■ **Problem details**
All lines in the data below carrying the string "target" are to be located and copied.

■ **Point-per-instance localization data**
□ □ □ □
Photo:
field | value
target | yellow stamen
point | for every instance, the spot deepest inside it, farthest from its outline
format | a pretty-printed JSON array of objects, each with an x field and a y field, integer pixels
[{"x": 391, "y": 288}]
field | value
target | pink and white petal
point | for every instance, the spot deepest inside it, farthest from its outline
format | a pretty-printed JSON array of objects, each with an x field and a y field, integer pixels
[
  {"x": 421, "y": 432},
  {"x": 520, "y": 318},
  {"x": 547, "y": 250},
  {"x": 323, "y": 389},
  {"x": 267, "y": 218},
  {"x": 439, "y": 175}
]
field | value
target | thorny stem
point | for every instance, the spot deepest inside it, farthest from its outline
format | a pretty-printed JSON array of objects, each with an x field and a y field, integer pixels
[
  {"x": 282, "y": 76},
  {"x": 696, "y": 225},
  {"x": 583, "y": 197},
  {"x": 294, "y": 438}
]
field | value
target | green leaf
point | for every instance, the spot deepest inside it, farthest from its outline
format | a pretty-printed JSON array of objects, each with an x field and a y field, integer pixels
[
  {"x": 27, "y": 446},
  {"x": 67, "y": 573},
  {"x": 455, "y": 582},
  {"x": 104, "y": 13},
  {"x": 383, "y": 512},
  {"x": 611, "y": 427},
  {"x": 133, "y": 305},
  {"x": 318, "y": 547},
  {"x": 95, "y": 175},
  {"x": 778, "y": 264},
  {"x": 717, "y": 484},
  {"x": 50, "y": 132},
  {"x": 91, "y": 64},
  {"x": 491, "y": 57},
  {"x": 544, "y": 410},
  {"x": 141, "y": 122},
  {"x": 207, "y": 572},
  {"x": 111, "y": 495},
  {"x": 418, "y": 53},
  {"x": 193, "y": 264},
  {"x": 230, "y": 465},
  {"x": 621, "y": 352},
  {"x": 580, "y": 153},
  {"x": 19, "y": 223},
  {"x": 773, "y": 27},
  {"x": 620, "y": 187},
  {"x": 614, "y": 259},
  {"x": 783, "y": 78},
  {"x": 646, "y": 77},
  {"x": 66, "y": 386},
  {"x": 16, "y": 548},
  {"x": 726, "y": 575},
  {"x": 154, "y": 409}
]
□ □ □ □
■ **Output below**
target | yellow stamen
target | pink and white petal
target | thorny stem
target | green leaf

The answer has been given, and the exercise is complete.